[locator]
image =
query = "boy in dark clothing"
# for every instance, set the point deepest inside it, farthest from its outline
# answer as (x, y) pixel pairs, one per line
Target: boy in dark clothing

Your task — Identify every line above that includes the word "clothing", and show those lines.

Result —
query = "boy in dark clothing"
Target: boy in dark clothing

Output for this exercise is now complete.